According to the court opinion below, why does the court reverse and remand the case? Answer in one or two sentences.

PAGE EXTRACT

-- Opening Marker --

Godecke v. Kinetic Concepts, Inc.

Decision Date06 September 2019
Docket NumberNo. 18-55246,18-55246
Parties Geraldine GODECKE, Relator; ex rel. United States of America, Plaintiff-Appellant, v. KINETIC CONCEPTS, INC.; KCI-USA, Inc., Defendants-Appellees.
CourtU.S. Court of Appeals — Ninth Circuit

Kurt Kuhn (argued), Kuhn Hobbes PLLC, Austin, Texas; Patrick J. O'Connell, Law Offices of Patrick J. O'Connell PLLC, Austin, Texas; Mark I. Labaton, Glancy Prongay & Murray LLP, Los Angeles, California; Michael A. Hirst, Hirst Law Group P.C., Davis, California; for Plaintiff-Appellant.

Gregory M. Luce (argued), Skadden Arps Slate Meagher & Flom LLP, Washington, D.C.; Matthew E. Sloan and Kevin J. Minnick, Skadden Arps Slate Meagher & Flom LLP, Los Angeles, California; for Defendants-Appellees.

Before: A. Wallace Tashima and Jay S. Bybee, Circuit Judges, and M. Douglas Harpool,* District Judge.

TASHIMA, Circuit Judge:

Relator Geraldine Godecke appeals the district court's dismissal of her qui tam case against Defendants Kinetic Concepts, Inc. and KCI USA, Inc. (collectively, "KCI"), brought under the federal False Claims Act ("FCA"). Godecke alleges that KCI submitted false claims to Medicare. Specifically, Godecke alleges that KCI delivered durable medical equipment to Medicare patients before obtaining a detailed written order from a physician, which was a requirement for Medicare reimbursement. She alleges that if Medicare knew that this delivery requirement had not been satisfied prior to delivery, Medicare's policy would have been to refuse payment on KCI's claims. She alleges that KCI knew that it should not have been able to receive payment, but sought reimbursement regardless of this fact and chose not to alert Medicare to the issue. On this appeal, we must determine whether Godecke sufficiently alleges that (1) KCI submitted false claims, (2) KCI acted with scienter, and (3) the false claims were material to the government. We hold that she does so. Therefore, we reverse and remand for further proceedings.

-- Closing Marker --

Records contained in a dataset:
-- Opening Marker --

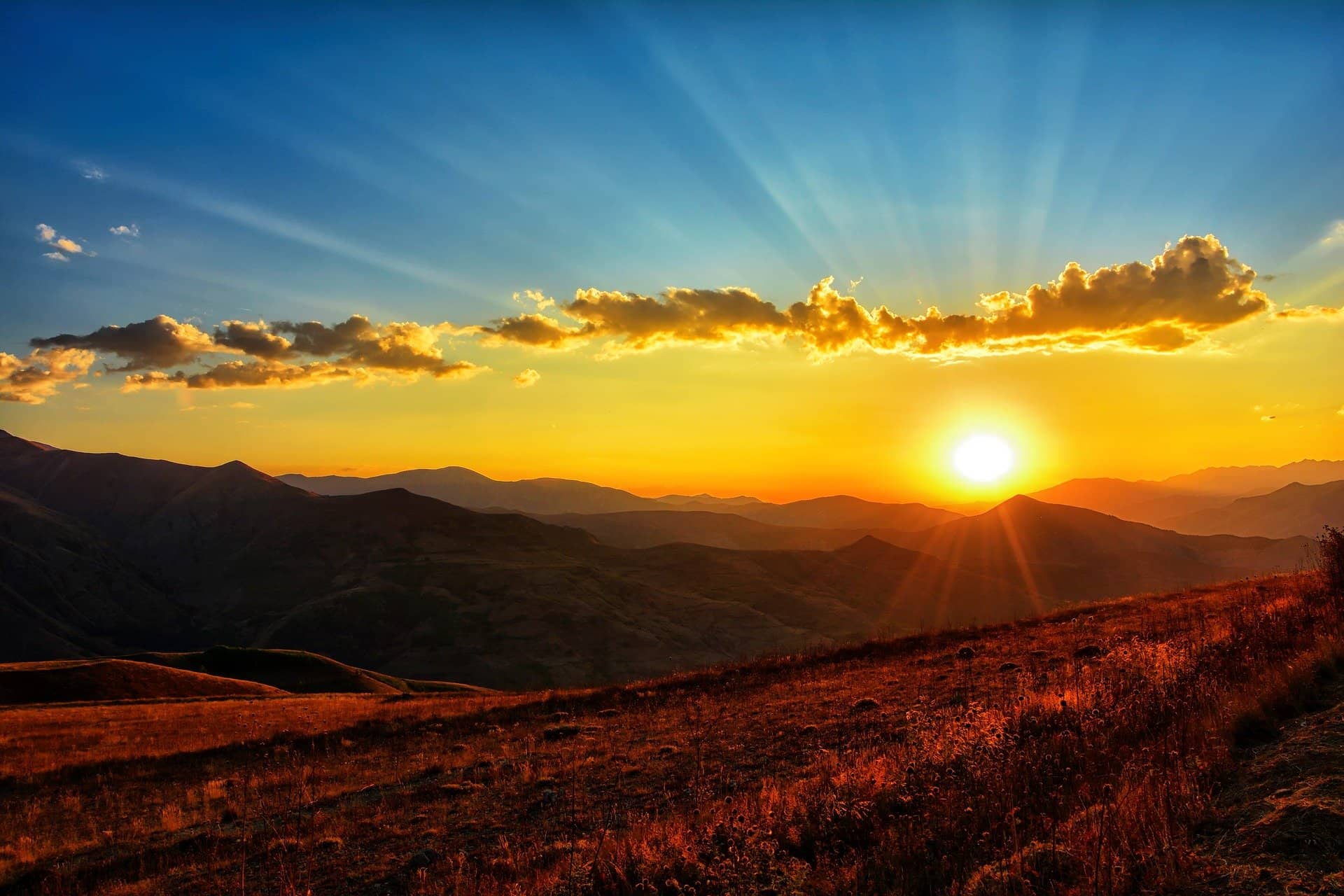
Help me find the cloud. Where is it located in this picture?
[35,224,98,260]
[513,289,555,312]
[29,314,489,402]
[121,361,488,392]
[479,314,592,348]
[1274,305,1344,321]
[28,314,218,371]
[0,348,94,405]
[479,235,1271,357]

-- Closing Marker --
-- Opening Marker --

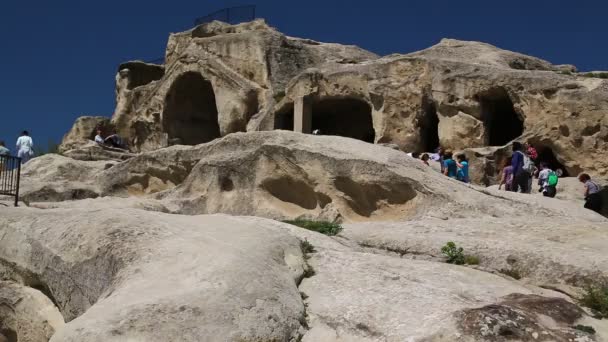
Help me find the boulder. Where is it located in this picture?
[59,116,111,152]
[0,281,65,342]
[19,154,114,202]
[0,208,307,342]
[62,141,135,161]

-- Closing Marker --

WRITTEN SOLUTION
The court reverses and remands because it holds that Godecke sufficiently alleges all three required points. These are that KCI submitted false claims, that KCI acted with scienter, and that the false claims were material to the government.